EXERCISE - Using the listing below, select the lines with the word "instance" and copy them.

GIVEN INFORMATION -

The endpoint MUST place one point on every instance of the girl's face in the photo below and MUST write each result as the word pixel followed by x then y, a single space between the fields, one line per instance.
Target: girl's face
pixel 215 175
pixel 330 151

==

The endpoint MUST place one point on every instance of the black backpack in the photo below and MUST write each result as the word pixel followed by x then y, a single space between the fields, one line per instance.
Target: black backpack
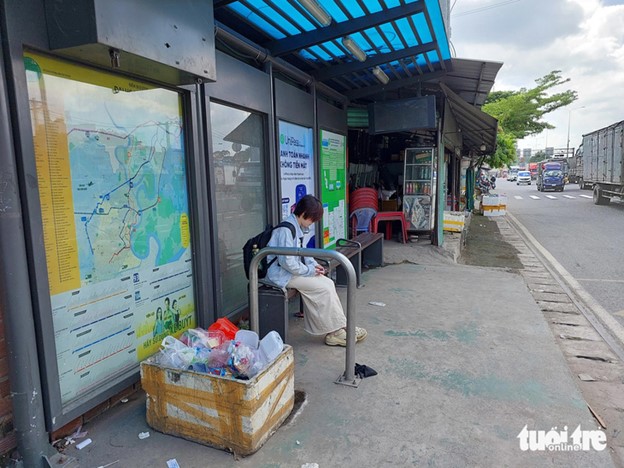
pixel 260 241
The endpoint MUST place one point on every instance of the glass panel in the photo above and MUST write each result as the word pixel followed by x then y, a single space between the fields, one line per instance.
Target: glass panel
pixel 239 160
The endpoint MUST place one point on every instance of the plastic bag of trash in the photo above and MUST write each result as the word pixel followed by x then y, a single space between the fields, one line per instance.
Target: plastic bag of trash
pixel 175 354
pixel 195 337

ANSWER TO THIS EXERCISE -
The endpoint MUST place one point on every instance of the girl's face in the photo below and MUST write each result as the word pixel followed by x then y, a single space between the fields, one line per instance.
The endpoint MUST place one point on every instance of the black backpack in the photo below and MUST write each result as the word pixel followed by x then y, a single space between the fields, one line per instance.
The endpoint MUST place one point on every instance of the glass panel in the photo above and MUST write each result as the word pixel followed by x then y, a single space between the fields, one line per instance.
The endpoint MUST place one point on every instance of the plastic bag of trash in the photo above and MUST write each result as the word pixel followed by x then y, a single space between the fields, one line per instance.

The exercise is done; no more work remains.